Activity 1:
Answer these questions from the post about expecting a first child, one per line, marked (a), (b), and (c).
(a) Which grandchild will the baby be on the husband's side?
(b) What are the parents of the writer going through?
(c) What event does the post say the mother took over?
Activity 2: Reproduce a passage from the post about expecting a first child word for word, beginning at the words "So my husband" and stopping after "just too overwhelming.".

Page extract:
• • • • •

So my husband and I are expecting our first child this year and we couldn’t be more thrilled! Our munchkin will be the second grandchild on my husband’s side but first for my side. Both our families very excited about the baby and super supportive. I couldn’t feel luckier!
There is only one issue. My parents are going through a divorce which is starting to look like its turning for the worst. My mom we suspect to have possible bio polar or a personality disorder. She’s a very hard woman to deal with on a regular occasion more so now with the divorce. She gets to excited and kind of takes over things such as my wedding, even though her heart is in the right spot. It’s just too overwhelming.

• • • • •

Supplied entries:

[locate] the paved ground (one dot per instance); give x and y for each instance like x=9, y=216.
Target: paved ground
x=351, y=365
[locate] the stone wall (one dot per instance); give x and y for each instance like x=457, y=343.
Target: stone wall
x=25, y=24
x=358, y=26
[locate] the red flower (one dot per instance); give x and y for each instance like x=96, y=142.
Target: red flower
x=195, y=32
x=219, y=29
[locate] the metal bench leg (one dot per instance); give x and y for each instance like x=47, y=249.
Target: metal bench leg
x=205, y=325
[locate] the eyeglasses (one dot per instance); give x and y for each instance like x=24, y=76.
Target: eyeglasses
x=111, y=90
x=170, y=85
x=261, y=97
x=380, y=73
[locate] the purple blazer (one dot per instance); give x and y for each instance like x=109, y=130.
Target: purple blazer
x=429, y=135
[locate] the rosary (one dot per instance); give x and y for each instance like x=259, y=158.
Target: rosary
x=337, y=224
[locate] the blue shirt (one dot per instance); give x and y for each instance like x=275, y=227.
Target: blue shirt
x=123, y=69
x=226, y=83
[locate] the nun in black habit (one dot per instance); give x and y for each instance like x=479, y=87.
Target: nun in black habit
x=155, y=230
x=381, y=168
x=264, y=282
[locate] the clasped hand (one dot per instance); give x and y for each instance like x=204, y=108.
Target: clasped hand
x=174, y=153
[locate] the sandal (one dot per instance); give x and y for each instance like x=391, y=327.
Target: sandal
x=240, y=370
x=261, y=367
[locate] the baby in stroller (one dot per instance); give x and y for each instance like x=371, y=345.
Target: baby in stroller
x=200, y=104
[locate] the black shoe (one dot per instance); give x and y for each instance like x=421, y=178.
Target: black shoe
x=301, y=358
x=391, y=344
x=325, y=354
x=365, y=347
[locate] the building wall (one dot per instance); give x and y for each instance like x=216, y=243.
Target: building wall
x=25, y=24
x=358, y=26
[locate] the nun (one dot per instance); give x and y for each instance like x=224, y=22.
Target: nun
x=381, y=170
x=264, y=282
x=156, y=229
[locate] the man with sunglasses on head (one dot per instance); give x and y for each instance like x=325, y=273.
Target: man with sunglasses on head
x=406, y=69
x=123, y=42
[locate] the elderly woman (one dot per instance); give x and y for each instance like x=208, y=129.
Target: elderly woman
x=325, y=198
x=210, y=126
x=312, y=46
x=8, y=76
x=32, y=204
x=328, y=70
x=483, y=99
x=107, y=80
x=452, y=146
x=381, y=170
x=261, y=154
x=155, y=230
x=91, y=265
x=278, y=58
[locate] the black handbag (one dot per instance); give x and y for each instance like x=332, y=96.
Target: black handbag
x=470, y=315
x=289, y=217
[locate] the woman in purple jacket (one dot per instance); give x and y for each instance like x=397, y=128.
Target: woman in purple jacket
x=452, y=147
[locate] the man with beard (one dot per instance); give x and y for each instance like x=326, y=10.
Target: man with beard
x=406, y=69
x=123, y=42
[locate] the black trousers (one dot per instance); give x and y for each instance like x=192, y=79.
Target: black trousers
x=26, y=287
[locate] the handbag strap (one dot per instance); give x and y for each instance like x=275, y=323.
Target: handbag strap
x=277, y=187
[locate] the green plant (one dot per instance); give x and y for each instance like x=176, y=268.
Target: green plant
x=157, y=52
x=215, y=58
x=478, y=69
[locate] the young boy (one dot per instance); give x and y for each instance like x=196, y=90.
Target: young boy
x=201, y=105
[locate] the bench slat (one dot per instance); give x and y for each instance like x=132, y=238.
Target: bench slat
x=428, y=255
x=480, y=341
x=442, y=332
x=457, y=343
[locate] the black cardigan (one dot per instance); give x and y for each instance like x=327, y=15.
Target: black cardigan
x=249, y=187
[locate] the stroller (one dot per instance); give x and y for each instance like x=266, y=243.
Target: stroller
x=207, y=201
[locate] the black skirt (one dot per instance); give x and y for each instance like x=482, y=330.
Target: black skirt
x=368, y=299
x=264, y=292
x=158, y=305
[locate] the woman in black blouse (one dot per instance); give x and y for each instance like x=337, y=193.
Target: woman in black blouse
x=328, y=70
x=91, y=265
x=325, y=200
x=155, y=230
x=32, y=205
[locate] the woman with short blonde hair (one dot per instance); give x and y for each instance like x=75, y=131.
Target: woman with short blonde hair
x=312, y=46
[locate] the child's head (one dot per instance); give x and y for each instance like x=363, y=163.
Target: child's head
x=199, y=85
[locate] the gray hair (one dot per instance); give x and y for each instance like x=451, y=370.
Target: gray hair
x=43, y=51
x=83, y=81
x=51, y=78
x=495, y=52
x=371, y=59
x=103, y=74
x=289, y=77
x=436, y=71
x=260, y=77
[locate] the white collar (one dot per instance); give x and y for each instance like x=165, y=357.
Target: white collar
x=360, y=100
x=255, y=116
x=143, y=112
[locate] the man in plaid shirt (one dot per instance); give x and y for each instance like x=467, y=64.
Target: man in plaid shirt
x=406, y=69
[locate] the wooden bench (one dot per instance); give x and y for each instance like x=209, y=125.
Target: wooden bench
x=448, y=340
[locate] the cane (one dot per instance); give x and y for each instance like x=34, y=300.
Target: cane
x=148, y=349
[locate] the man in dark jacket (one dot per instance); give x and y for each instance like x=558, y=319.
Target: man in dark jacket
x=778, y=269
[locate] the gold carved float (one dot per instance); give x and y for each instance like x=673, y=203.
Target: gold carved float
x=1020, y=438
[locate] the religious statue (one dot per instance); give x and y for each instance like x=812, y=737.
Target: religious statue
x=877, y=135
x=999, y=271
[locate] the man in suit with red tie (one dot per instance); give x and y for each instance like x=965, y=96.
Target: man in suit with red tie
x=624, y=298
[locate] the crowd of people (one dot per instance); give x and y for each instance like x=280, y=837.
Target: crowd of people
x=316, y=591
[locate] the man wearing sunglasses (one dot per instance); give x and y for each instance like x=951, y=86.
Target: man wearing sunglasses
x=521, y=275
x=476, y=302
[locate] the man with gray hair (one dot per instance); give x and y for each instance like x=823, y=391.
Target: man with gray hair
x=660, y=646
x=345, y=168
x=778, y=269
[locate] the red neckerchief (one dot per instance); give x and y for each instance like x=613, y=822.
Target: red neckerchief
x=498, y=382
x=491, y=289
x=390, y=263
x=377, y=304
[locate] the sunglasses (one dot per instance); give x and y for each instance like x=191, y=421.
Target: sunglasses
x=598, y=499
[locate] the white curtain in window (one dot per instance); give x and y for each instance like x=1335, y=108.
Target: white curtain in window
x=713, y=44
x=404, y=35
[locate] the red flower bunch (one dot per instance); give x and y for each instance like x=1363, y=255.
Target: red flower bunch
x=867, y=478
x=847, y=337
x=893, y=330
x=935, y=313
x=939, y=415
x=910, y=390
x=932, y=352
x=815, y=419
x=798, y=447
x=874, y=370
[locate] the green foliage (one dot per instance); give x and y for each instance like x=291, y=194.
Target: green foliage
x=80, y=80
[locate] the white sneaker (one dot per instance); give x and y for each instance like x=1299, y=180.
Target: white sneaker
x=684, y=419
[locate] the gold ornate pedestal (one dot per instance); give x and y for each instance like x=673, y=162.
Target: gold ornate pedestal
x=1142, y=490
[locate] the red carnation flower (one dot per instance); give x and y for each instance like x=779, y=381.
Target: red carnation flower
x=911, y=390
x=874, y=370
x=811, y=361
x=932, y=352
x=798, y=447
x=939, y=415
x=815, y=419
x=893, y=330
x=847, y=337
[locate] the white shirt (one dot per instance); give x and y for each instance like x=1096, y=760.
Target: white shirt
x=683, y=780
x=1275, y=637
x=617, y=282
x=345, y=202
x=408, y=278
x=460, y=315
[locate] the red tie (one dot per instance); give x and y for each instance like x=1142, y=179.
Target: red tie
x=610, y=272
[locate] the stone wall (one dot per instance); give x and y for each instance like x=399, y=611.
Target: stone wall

• • • • •

Final answer 1:
(a) The second grandchild.
(b) A divorce.
(c) The wedding.

Final answer 2:
So my husband and I are expecting our first child this year and we couldn’t be more thrilled! Our munchkin will be the second grandchild on my husband’s side but first for my side. Both our families very excited about the baby and super supportive. I couldn’t feel luckier!
There is only one issue. My parents are going through a divorce which is starting to look like its turning for the worst. My mom we suspect to have possible bio polar or a personality disorder. She’s a very hard woman to deal with on a regular occasion more so now with the divorce. She gets to excited and kind of takes over things such as my wedding, even though her heart is in the right spot. It’s just too overwhelming.